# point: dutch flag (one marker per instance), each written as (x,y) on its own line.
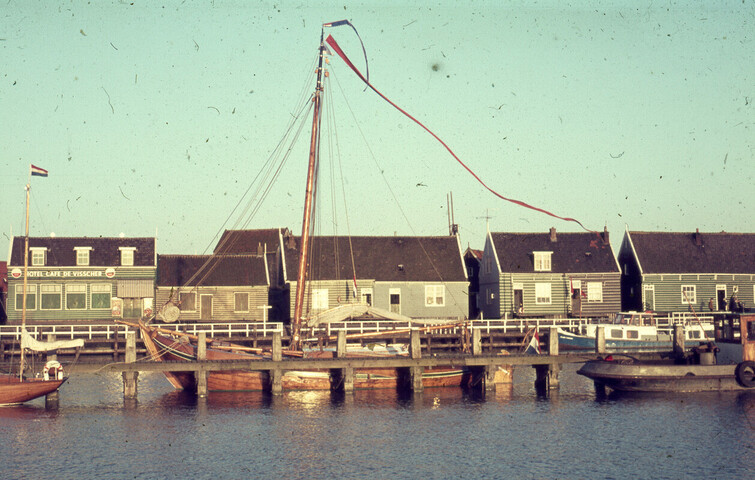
(38,172)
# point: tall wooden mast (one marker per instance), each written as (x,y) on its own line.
(314,153)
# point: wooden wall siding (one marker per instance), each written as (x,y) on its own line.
(223,303)
(340,292)
(88,314)
(413,299)
(668,290)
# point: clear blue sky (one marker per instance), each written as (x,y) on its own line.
(156,116)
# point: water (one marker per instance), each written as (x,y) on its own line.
(443,433)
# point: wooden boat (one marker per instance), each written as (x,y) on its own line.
(728,364)
(634,332)
(15,389)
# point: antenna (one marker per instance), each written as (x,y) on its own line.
(453,228)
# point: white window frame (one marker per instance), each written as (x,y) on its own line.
(38,256)
(100,289)
(595,292)
(51,289)
(542,261)
(689,299)
(76,289)
(235,302)
(319,299)
(31,291)
(184,295)
(543,294)
(367,296)
(127,256)
(82,256)
(435,295)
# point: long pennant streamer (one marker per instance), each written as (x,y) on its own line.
(331,41)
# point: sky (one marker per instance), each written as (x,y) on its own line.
(154,118)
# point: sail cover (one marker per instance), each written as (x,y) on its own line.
(27,341)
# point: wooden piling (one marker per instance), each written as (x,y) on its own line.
(600,340)
(345,376)
(415,351)
(679,339)
(276,375)
(130,378)
(202,356)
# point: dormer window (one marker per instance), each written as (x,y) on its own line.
(127,256)
(542,261)
(82,256)
(38,256)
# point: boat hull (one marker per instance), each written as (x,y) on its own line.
(14,391)
(651,377)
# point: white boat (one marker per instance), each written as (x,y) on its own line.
(637,332)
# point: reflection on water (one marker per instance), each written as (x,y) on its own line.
(574,432)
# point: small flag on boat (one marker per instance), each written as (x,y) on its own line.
(533,348)
(38,172)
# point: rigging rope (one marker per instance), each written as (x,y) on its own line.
(331,41)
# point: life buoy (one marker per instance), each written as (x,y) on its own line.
(745,374)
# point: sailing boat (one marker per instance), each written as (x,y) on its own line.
(15,389)
(166,345)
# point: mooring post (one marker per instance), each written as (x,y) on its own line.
(415,351)
(679,339)
(476,341)
(346,374)
(201,357)
(276,374)
(130,378)
(554,368)
(52,399)
(600,340)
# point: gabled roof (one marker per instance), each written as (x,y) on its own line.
(249,241)
(104,250)
(585,252)
(669,252)
(208,270)
(401,259)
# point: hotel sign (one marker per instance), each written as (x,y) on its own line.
(104,273)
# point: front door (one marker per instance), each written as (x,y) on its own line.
(205,312)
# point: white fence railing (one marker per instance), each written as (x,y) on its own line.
(108,331)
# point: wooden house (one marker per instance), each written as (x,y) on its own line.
(211,288)
(674,272)
(418,277)
(548,275)
(82,278)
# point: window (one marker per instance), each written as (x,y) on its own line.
(319,298)
(367,296)
(394,300)
(31,297)
(50,297)
(435,295)
(241,302)
(689,296)
(594,291)
(82,255)
(543,261)
(543,293)
(76,297)
(187,302)
(127,255)
(101,295)
(38,255)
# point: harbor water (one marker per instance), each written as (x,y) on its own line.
(573,432)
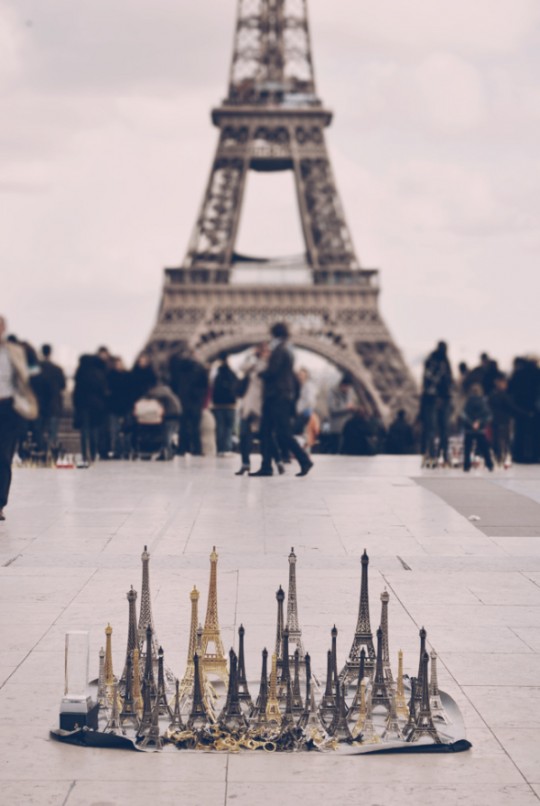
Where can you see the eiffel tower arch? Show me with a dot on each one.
(219, 300)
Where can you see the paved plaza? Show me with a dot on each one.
(458, 554)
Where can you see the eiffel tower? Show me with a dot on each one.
(219, 300)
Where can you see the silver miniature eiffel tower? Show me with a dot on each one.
(145, 612)
(354, 710)
(339, 729)
(435, 702)
(297, 704)
(295, 633)
(424, 722)
(113, 725)
(132, 630)
(128, 714)
(280, 597)
(258, 712)
(380, 692)
(387, 668)
(363, 637)
(163, 705)
(328, 705)
(232, 717)
(243, 691)
(176, 722)
(392, 731)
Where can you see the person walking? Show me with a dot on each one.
(16, 400)
(475, 417)
(279, 392)
(224, 393)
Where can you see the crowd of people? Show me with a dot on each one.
(265, 406)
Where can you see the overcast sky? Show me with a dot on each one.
(106, 144)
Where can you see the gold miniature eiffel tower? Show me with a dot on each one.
(187, 681)
(213, 662)
(273, 714)
(401, 701)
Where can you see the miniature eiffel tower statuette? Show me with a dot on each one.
(387, 668)
(339, 729)
(258, 713)
(187, 680)
(273, 714)
(280, 597)
(176, 722)
(198, 717)
(243, 690)
(380, 692)
(401, 701)
(132, 629)
(437, 708)
(328, 705)
(295, 633)
(363, 637)
(128, 714)
(145, 613)
(424, 722)
(113, 725)
(102, 688)
(354, 710)
(232, 717)
(163, 705)
(213, 661)
(297, 704)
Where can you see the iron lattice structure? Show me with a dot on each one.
(273, 120)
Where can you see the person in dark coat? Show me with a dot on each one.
(53, 383)
(400, 439)
(475, 417)
(90, 404)
(224, 395)
(189, 382)
(279, 393)
(435, 403)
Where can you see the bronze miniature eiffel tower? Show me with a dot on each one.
(243, 689)
(187, 680)
(363, 637)
(213, 662)
(198, 717)
(295, 633)
(232, 716)
(380, 692)
(387, 668)
(132, 630)
(424, 722)
(272, 120)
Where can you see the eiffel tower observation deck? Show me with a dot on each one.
(219, 300)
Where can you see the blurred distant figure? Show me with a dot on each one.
(475, 418)
(224, 393)
(53, 383)
(435, 404)
(90, 404)
(400, 439)
(189, 382)
(342, 403)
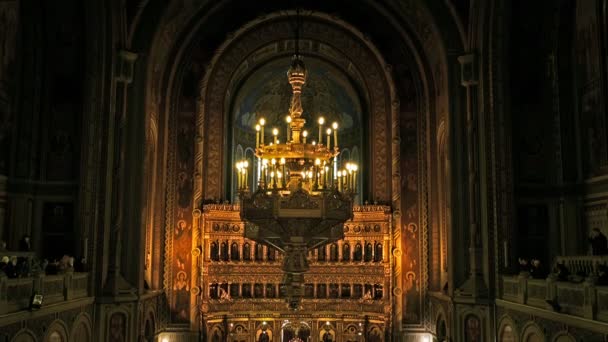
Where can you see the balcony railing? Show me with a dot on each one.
(585, 298)
(53, 288)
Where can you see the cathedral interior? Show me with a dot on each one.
(461, 196)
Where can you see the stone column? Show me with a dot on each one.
(475, 285)
(3, 205)
(116, 202)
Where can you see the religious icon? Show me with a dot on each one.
(473, 329)
(117, 327)
(181, 289)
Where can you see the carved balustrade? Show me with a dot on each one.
(583, 264)
(16, 293)
(584, 299)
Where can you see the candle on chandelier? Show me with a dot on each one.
(321, 122)
(257, 135)
(282, 162)
(288, 119)
(354, 167)
(262, 123)
(335, 127)
(275, 133)
(245, 166)
(317, 164)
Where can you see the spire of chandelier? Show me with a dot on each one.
(297, 164)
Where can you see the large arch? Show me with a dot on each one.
(421, 54)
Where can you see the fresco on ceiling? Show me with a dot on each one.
(267, 93)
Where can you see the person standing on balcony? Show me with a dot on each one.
(599, 243)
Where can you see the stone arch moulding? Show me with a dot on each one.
(440, 315)
(57, 326)
(24, 335)
(530, 330)
(505, 321)
(213, 111)
(83, 319)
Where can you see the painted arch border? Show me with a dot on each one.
(212, 109)
(82, 318)
(58, 326)
(531, 328)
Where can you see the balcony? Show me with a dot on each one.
(580, 296)
(54, 288)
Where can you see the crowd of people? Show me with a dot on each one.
(25, 265)
(599, 247)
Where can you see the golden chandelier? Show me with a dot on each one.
(303, 198)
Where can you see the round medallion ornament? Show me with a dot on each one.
(196, 213)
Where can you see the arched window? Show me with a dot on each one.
(224, 251)
(333, 252)
(377, 291)
(334, 291)
(345, 293)
(213, 289)
(234, 290)
(215, 252)
(321, 254)
(259, 252)
(357, 291)
(368, 252)
(271, 254)
(258, 290)
(346, 252)
(321, 291)
(309, 290)
(234, 252)
(246, 252)
(378, 253)
(358, 255)
(246, 290)
(270, 291)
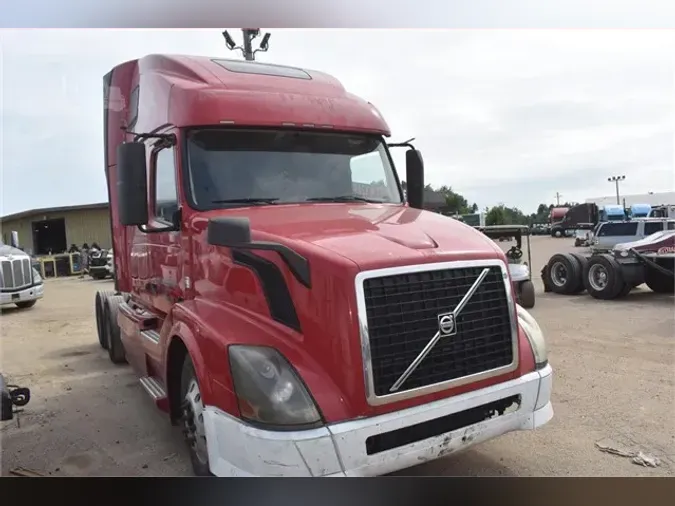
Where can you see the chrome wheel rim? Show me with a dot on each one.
(597, 277)
(559, 274)
(193, 421)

**WHAT IS NEEDED:** Print every entry word for word; omit the pictures.

**ANSWER TO THIS EXERCISE:**
# point: dutch flag (one marker per instance), each written as (x,y) on its own line.
(38,172)
# point: tall wooden mast (one marker per instance), each written as (x,y) on its own line.
(314,153)
# point: wooden wall siding (one marker per instance), each written as (x,y) on its own line.
(223,303)
(340,292)
(88,314)
(413,299)
(668,290)
# point: clear blue sky (one marker per instance), each written as (x,y) on its own line.
(156,116)
# point: water (one marker per instance), each written as (x,y) on its own line.
(443,433)
# point: wooden boat (one marker per instance), each written as (x,y) on its own line.
(728,364)
(634,332)
(15,389)
# point: antenna (one marker per instance), each written as (x,y) on its own line.
(453,228)
# point: white window frame (one marker per instance), each written as (x,y) on its own line.
(38,256)
(100,289)
(595,292)
(51,289)
(542,261)
(689,299)
(76,289)
(235,302)
(319,299)
(31,291)
(184,295)
(543,294)
(367,296)
(127,256)
(82,256)
(435,295)
# point: long pennant streamer (one marker per instance), each written as (x,y) on its own line.
(331,41)
# point: sky (one marker per instance), each written as (x,y) on its own line.
(154,118)
# point: sail cover (one marker per instance), each written as (x,y) on its own line.
(27,341)
# point: wooden piling (one marker per instance), each written as (x,y) on its own line.
(600,340)
(345,376)
(415,351)
(679,339)
(276,375)
(130,378)
(202,356)
# point: dormer window (one marker per instance), each written as (x,y) on its own line.
(127,256)
(542,261)
(82,256)
(38,256)
# point: boat hull (one marker per instance), each written as (x,y) on its own line.
(14,391)
(651,377)
# point: white boat (one marker per instance), each written as (x,y) on its own line.
(637,332)
# point: reflection on water (one marker per instance), each written as (x,y) on its own line.
(574,432)
# point: small flag on boat (one marker per instance), each written as (x,y) on its own line.
(533,348)
(38,172)
# point: rigging rope (one marker per instance), each written as (x,y) on its own line.
(331,41)
# point: life buoy (one marker per instance), each written as (x,y) on its own line.
(745,374)
# point: sailing boat (one marker per instance), each written as (x,y) on its own line.
(15,389)
(166,345)
# point: mooring post (one marker per instance), each written as (x,y) on its own line.
(415,351)
(679,339)
(476,341)
(346,374)
(201,357)
(276,374)
(130,378)
(554,368)
(52,399)
(600,340)
# point: gabled roof (one marker per instance), each written as (x,y) on its own line.
(249,241)
(104,250)
(585,252)
(669,252)
(208,270)
(401,259)
# point: hotel sign (one marker per instance), each written as (x,y) on its own line.
(104,273)
# point: front door (one marker per instance), each written as (x,y) on its own line.
(205,312)
# point: white fence railing (one marker per instance), each written as (x,y) on its own line.
(108,331)
# point: wooden house (one marker per instance), each written as (x,y) on its own line.
(211,288)
(674,272)
(418,277)
(548,275)
(82,278)
# point: window (one marker per instance), each written as (x,y) on its own line.
(319,298)
(367,296)
(394,300)
(31,297)
(50,297)
(435,295)
(241,302)
(689,296)
(594,291)
(82,255)
(543,261)
(543,293)
(76,297)
(187,302)
(127,255)
(101,295)
(38,255)
# point: harbor water (one marker per instance), each written as (x,y) on its own line.
(573,432)
Where can you see the eiffel tower arch? Show me with a dot on each one.
(219, 300)
Where can you see the paved plaza? Show me with a dot on each one.
(458, 554)
Where can you see the eiffel tower? Show me with a dot on each one.
(219, 300)
Where can you see the silver miniature eiffel tower? Show me with a dot on each one.
(145, 612)
(354, 710)
(339, 729)
(435, 702)
(297, 704)
(295, 633)
(424, 722)
(113, 725)
(132, 630)
(128, 714)
(280, 597)
(258, 712)
(380, 692)
(387, 668)
(363, 637)
(163, 705)
(328, 705)
(232, 717)
(243, 691)
(176, 722)
(392, 731)
Where can you see the person walking? Show me with a dot on each one.
(16, 400)
(475, 417)
(279, 392)
(224, 393)
Where can you see the crowd of people? Show me with a dot on each one.
(265, 406)
Where can you see the overcast sky? Show me with a dot on each one.
(106, 144)
Where can you see the gold miniature eiffel tower? Show me with a dot on each one.
(187, 681)
(213, 662)
(273, 714)
(401, 701)
Where can you see the miniature eiffel tower statuette? Show me with a dot on each one.
(387, 668)
(339, 729)
(258, 713)
(187, 680)
(273, 714)
(280, 597)
(176, 722)
(198, 717)
(243, 690)
(380, 692)
(401, 701)
(132, 629)
(437, 708)
(328, 705)
(295, 633)
(363, 637)
(128, 714)
(145, 613)
(424, 722)
(113, 725)
(102, 688)
(354, 710)
(232, 717)
(163, 705)
(213, 661)
(297, 704)
Where can you see the iron lattice structure? Show me with a dot on each one.
(273, 120)
Where can you see the person in dark coat? Show me with a dot on each one.
(53, 383)
(400, 439)
(475, 417)
(90, 404)
(224, 395)
(189, 382)
(279, 393)
(435, 403)
Where can you see the bronze miniature eiffel tower? Show me with a dot on each one.
(243, 689)
(187, 680)
(363, 637)
(213, 662)
(198, 717)
(295, 633)
(232, 716)
(380, 692)
(387, 668)
(132, 630)
(424, 722)
(272, 120)
Where can you see the eiffel tower observation deck? Show me with a dot on each one.
(219, 300)
Where can you see the blurred distant figure? Show me with a dot on each one.
(475, 418)
(224, 393)
(53, 383)
(435, 404)
(90, 404)
(400, 439)
(189, 382)
(342, 403)
Where can you see the balcony railing? Show me with a dot on each one.
(585, 298)
(53, 288)
Where can you see the cathedral interior? Show me with a dot on each one.
(461, 196)
Where can you see the stone column? Show me with a dot on each one.
(475, 285)
(3, 205)
(116, 202)
Where can you see the religious icon? Show me with a dot on each one.
(473, 329)
(117, 327)
(181, 289)
Where can you see the carved balustrade? Show me with a dot on each one.
(583, 264)
(16, 293)
(584, 299)
Where can you see the candle on chandelier? Show me with a dot on each one.
(321, 122)
(257, 135)
(282, 162)
(288, 119)
(354, 167)
(262, 123)
(335, 127)
(275, 133)
(245, 166)
(317, 164)
Where can you see the spire of chandelier? Show me with a dot on each one.
(297, 164)
Where can you see the large arch? Show me with a dot on each one.
(421, 54)
Where can you see the fresco on ceiling? Show me with a dot on each one.
(267, 93)
Where can you see the person standing on balcony? Show me with a dot on each one.
(599, 243)
Where can you see the stone arch moulding? Show me with a dot on each one.
(440, 315)
(57, 326)
(24, 335)
(530, 330)
(505, 321)
(213, 111)
(83, 319)
Where can you see the painted arch border? Show me with a dot on each one.
(212, 109)
(82, 318)
(58, 326)
(531, 328)
Where can you see the balcony? Show me with a dot on each one.
(580, 296)
(54, 288)
Where can you see the crowd of people? Show me with a dot on each one.
(25, 265)
(599, 247)
Where can you see the golden chandelier? Show me with a dot on each one.
(303, 198)
Where can you see the round medallion ornament? Show me with a dot on each one.
(196, 213)
Where can you see the arched window? Show me with a dot on each one.
(224, 251)
(333, 252)
(377, 291)
(334, 291)
(345, 293)
(213, 289)
(234, 290)
(215, 252)
(321, 254)
(259, 252)
(357, 291)
(368, 252)
(271, 254)
(258, 290)
(346, 252)
(321, 291)
(309, 290)
(234, 252)
(246, 252)
(378, 253)
(358, 255)
(246, 290)
(270, 291)
Where can you see the chrome wheel rim? Show me with a dot on each one.
(597, 277)
(559, 274)
(193, 421)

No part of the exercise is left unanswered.